### Short problem a:
Recast the records below as a numbered list, starting at the first line of the records and ending at the line that contains "[[142, 79], [214, 3], [164, 13], [161, 30]]". Drop blank lines and leave the pictures out.

Table of Contents
Last week dbt Labs decided to change the pricing of their Cloud offering. I've already analysed this in week #22.50 of the Data News. In a nutshell, dbt Cloud pricing is per seat based, which means you pay for each dbt developer. Previously for a team it was $50/month/dev and they increase to $100/month/dev, a 100% increase with a team limit of 8 devs and only one project. To overpass this limit you'll need to take the Enterprise pricing which is opaque as all pricing of this kind.
But this article is not about the pricing which can be very subjective depending on the context—what is 1200$ for dev tooling when you pay them more than $150k per year, yes it's US-centric but relevant.
Let's go deeper than this to list what are today the options out there to schedule dbt in production. We will also cover what it means to manage dbt1. This article will be written like a guide that aim to be exhaustive by listing all the possible solutions but if you feel I missed something do not hesitate to ping me.
dbt, a small reminder
Everyone—incl. me—is speaking about dbt, but what the heck is dbt. In simple words dbt Core is a framework that helps you organise all your warehouse transformation. The framework usage grew a lot over the last years. It's important to say that a lot of the usages we have today have not been initially designed by Fishtown Analytics.
At first dbt transformations were only SQL queries, but in the recent version with supported warehouse it has been possible to add Python transformations. dbt responsibility is to transform the collection of queries into an usable DAG. The dependencies between the queries are humanly defined—which means prone to error—thanks to 2 handful function source and ref. These 2 functions are called macros because they use Jinja, a Python templating engine, in dbt macros transform Python+SQL code in SQL, we can say that we have templated queries.
Everything I just mention before we can consider it static. If we do a parallel with software development, this is your codebase. Python and SQL together in the dbt framework is your codebase. You can do development on your codebase. In order to go in production you'll have to manage and schedule dbt.
To manage dbt you will have to answer multiple questions, but mainly dbt management is how the data team develop on dbt, how the project is validated/deployed, how you get alerted when something goes wrong, how you monitor.
In addition the dbt management you will have to find the place where dbt will be scheduled. Where dbt will run. dbt scheduling is tricky but not really complicated. If you followed what we've just seen dbt is in a SQL queries orchestrator. dbt does not run the queries, all the queries are sent to the underlying warehouse, which means that theoretically dbt does not need a lot of computing power—CPU/RAM—because he is only sending SQL queries sequentially to your data warehouse which does the work.
Obviously every dbt project has been designed differently but if we simplify the workflow all dbt project will need at some point to run one or multiple dbt CLI commands.
In this guide we will first see how we can manage dbt, i.e. git structures, how to code, the CI/CD and the deployment then in the second part how we schedule dbt code,i.e. on which server and triggers.
How to manage dbt 🧑🔧
One of the dbt founding principle is to bring software engineering practices to the data development work, especially into SQL development world. In order to follow-up on this we will try to treat the workflow like an engineering project, even if sometimes it could feel over-engineered.
You have to consider development and deployment when managing dbt project(s):
- Like every engineering project the management will obviously start with a git repository—depending on your scale it can be multiple repositories, but if you're just starting I recommend you to go with a single one.

### Records for this exercise:
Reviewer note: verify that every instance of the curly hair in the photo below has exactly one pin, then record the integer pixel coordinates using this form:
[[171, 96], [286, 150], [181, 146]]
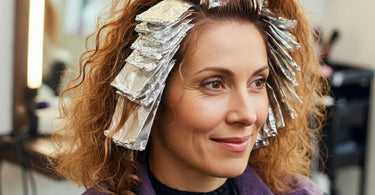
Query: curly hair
[[86, 156]]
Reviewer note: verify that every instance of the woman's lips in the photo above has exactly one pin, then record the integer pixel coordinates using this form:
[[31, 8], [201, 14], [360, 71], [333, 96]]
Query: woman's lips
[[233, 144]]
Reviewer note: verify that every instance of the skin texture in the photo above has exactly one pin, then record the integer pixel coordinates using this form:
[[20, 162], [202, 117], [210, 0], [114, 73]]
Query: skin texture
[[221, 94]]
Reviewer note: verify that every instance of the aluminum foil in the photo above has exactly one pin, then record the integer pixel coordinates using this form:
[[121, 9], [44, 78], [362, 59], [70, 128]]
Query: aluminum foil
[[142, 79], [214, 3], [164, 13], [161, 30]]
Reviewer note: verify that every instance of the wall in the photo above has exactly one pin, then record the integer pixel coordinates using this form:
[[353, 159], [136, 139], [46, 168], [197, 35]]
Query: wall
[[354, 20], [6, 57]]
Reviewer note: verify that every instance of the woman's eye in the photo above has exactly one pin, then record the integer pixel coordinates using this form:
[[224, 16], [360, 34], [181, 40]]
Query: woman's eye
[[258, 84], [213, 85]]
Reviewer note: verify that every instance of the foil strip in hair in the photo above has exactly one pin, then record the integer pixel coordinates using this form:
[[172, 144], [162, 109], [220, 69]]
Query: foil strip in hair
[[142, 79], [214, 3], [165, 12], [161, 30], [279, 118], [136, 130], [288, 73]]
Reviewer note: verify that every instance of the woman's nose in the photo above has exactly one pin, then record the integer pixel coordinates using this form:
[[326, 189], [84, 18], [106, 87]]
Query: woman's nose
[[241, 109]]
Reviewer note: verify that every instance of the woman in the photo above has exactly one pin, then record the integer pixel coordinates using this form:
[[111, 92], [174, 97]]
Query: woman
[[199, 92]]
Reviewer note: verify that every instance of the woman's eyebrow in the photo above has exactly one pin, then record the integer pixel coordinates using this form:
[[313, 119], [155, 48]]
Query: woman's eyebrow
[[228, 72], [217, 69], [261, 69]]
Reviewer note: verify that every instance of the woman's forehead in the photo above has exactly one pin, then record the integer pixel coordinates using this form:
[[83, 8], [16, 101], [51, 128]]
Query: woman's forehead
[[227, 44]]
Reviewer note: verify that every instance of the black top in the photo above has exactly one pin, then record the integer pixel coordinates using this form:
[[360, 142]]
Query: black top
[[161, 189]]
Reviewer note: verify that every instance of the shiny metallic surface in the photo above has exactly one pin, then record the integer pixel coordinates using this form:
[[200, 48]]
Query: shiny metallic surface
[[161, 30]]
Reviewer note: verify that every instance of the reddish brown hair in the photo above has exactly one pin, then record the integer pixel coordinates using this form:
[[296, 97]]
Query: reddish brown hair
[[88, 157]]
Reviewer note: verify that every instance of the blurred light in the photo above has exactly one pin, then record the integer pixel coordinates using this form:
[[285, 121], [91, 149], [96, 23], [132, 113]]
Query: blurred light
[[35, 45]]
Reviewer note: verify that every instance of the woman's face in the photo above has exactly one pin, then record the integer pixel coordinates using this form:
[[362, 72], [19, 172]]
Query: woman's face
[[210, 117]]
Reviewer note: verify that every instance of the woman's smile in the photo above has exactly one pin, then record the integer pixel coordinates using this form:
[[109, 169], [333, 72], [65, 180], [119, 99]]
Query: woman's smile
[[213, 108], [233, 144]]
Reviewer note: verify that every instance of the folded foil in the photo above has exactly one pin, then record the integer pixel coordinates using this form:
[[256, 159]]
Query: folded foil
[[142, 79], [161, 30], [214, 3]]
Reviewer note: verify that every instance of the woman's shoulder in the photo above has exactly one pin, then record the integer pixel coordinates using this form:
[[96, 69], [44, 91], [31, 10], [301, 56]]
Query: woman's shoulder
[[306, 187], [93, 191], [96, 191]]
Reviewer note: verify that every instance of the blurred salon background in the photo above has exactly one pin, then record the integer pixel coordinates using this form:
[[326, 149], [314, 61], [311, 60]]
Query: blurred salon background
[[40, 39]]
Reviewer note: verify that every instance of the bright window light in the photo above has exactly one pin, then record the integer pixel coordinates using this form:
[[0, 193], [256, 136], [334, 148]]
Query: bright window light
[[35, 45]]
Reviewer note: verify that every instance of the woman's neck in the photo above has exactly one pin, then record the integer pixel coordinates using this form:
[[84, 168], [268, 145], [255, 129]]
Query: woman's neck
[[178, 175]]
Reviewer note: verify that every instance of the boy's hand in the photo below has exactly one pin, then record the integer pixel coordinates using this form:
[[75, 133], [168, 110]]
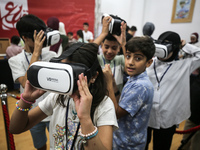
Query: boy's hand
[[105, 24], [122, 38], [38, 41], [183, 42]]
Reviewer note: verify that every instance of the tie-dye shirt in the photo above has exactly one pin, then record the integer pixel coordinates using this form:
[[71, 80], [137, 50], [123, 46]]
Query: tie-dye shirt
[[136, 99]]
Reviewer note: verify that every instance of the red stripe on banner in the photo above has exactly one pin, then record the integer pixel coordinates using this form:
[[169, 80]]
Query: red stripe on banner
[[72, 13]]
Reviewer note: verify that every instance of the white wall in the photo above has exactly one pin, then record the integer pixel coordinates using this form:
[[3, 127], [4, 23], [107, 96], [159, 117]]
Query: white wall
[[138, 12]]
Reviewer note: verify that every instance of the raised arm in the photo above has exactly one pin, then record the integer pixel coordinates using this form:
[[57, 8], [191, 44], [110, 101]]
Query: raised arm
[[122, 38], [22, 119], [105, 30], [120, 112], [38, 43], [83, 106]]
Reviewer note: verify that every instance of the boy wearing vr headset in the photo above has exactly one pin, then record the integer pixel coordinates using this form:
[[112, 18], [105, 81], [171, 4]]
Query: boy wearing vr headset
[[137, 95], [84, 119], [171, 102], [27, 27]]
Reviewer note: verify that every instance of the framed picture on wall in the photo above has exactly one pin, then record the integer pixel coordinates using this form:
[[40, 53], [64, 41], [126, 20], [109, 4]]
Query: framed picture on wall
[[182, 11]]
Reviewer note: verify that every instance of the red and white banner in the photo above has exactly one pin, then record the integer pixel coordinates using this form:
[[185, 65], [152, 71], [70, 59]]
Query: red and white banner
[[73, 13]]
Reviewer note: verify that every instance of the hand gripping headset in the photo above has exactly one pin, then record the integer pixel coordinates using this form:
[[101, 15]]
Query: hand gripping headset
[[59, 77], [167, 42]]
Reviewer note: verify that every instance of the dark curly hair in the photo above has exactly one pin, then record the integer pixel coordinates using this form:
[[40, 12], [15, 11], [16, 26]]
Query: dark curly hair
[[143, 44]]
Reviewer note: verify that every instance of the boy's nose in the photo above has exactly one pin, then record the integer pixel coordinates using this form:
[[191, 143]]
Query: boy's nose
[[109, 50]]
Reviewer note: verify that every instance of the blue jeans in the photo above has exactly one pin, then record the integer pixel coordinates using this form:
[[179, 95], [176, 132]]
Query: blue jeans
[[38, 133]]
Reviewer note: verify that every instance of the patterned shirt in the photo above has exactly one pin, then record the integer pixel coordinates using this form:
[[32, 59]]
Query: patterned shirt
[[136, 99]]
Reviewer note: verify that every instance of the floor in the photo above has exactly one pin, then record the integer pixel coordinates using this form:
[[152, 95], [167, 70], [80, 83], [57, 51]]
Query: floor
[[24, 141]]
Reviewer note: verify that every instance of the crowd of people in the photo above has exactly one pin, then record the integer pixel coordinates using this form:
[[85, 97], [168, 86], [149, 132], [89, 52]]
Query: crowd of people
[[129, 95]]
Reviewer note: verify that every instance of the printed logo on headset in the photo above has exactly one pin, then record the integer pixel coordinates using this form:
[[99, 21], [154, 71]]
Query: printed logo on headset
[[59, 77]]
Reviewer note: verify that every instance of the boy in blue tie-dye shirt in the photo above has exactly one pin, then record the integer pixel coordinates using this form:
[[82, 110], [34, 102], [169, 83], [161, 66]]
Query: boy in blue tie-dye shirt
[[135, 102]]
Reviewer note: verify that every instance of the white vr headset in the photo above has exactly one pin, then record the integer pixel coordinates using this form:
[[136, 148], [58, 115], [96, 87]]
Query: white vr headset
[[163, 50], [59, 77], [52, 37], [115, 24]]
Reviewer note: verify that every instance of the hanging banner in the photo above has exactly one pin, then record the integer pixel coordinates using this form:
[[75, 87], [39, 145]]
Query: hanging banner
[[72, 13]]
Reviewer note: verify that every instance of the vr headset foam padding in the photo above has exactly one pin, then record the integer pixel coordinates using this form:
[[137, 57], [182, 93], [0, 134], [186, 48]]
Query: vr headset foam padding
[[55, 77], [60, 77]]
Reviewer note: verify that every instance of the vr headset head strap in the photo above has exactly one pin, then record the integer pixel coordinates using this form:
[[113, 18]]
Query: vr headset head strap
[[89, 72], [163, 37], [67, 53]]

### Short problem b:
Repeat verbatim the part of the dbt article above starting at "At first dbt" and ending at "and schedule dbt.".

### Finished answer a:
1. Reviewer note: verify that every instance of the curly hair in the photo below has exactly one pin, then record the integer pixel coordinates using this form:
2. [[171, 96], [286, 150], [181, 146]]
3. Query: curly hair
4. [[86, 156]]
5. Reviewer note: verify that every instance of the woman's lips in the photo above has exactly one pin, then record the integer pixel coordinates using this form:
6. [[31, 8], [201, 14], [360, 71], [333, 96]]
7. Query: woman's lips
8. [[233, 144]]
9. Reviewer note: verify that every instance of the skin texture in the photo above has exactly one pin, then record the integer pixel coordinates using this form:
10. [[20, 162], [202, 117], [210, 0], [114, 73]]
11. Query: skin texture
12. [[221, 94]]
13. Reviewer note: verify that every instance of the aluminum foil in the photo above has exactly one pin, then record the integer pixel coordinates using this form:
14. [[121, 9], [44, 78], [362, 59], [70, 128]]
15. Query: aluminum foil
16. [[142, 79], [214, 3], [164, 13], [161, 30]]

### Finished answer b:
At first dbt transformations were only SQL queries, but in the recent version with supported warehouse it has been possible to add Python transformations. dbt responsibility is to transform the collection of queries into an usable DAG. The dependencies between the queries are humanly defined—which means prone to error—thanks to 2 handful function source and ref. These 2 functions are called macros because they use Jinja, a Python templating engine, in dbt macros transform Python+SQL code in SQL, we can say that we have templated queries.
Everything I just mention before we can consider it static. If we do a parallel with software development, this is your codebase. Python and SQL together in the dbt framework is your codebase. You can do development on your codebase. In order to go in production you'll have to manage and schedule dbt.